*Text segment*

* * * * * * * * *

KEY POINTS:
The world financial system's vital signs continued to show improvement yesterday in response to the US Government's US$700 billion "mother of all bailouts".
Sharemarkets, including the NZSX, made welcome gains.
Next to Wall St's 4 per cent rise on Friday and the 8.8 per cent gain by Britain's FTSE Index the same day, the NZX-50's 2.11 per cent gain yesterday looked fairly modest.
Market watchers said the large international investors who could influence the local market were clearly busy elsewhere.
The British and American gains, and yesterday's 4.5 per cent rise by Australia's ASX 200 were partly fuelled by bans on short-selling of financial stocks in those countries.
Short-selling enables investors to profit from falling stock prices, and has been cited as a factor in the collapse of Lehman Brothers last week.
The US Treasury plan will use taxpayers' dollars to buy "toxic" mortgage debt from financial institutions.
In response, banking stocks led the sharemarket recovery.

* * * * * * * * *

*Given entries*

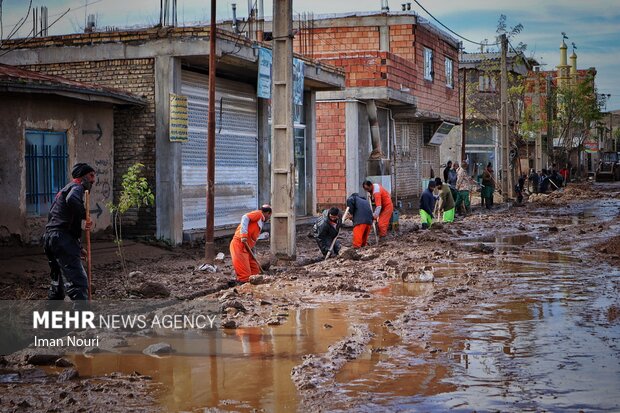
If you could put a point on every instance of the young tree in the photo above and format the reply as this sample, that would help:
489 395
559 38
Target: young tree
135 194
578 109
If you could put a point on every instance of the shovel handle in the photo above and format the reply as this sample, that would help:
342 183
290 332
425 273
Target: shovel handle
247 247
88 265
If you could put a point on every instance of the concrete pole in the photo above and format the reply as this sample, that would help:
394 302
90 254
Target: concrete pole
506 173
209 231
463 115
283 165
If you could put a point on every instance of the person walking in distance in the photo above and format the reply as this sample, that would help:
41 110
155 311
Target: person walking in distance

* * * * * * * * *

*Task instructions*
• a. List every percentage gain reported in the bailout market report, together with the market or index each one belongs to.
• b. Write the next few sentences of the bailout market report, picking up after its final sentence.

*Answers to the problems*
• a.
- Wall St: 4 per cent (Friday)
- Britain's FTSE Index: 8.8 per cent (Friday)
- NZX-50: 2.11 per cent (yesterday)
- Australia's ASX 200: 4.5 per cent (yesterday)

• b.
In the US on Friday, Washington Mutual shares rose 42.1 per cent, Citigroup 22.7 per cent, Morgan Stanley 20.7 per cent and Goldman Sachs 20.2 per cent.
In Britain, Barclays, Lloyd TSB, HSBC, Royal Bank of Scotland, HBOS and Standard Chartered went up between 17 and 32 per cent, and in Australia, ANZ was up 8.13 per cent, National Australia Bank 5.65 per cent, Commonwealth Bank 4.45 per cent and Westpac 4.93 per cent.
Meanwhile, Wall St's two remaining big investment banks, Goldman Sachs and Morgan Stanley, yesterday received regulatory approval to turn themselves into traditional bank holding companies.
The technical change will give them rights to obtain emergency funds from the US central bank, the Federal Reserve. But they will also be more tightly regulated than they were.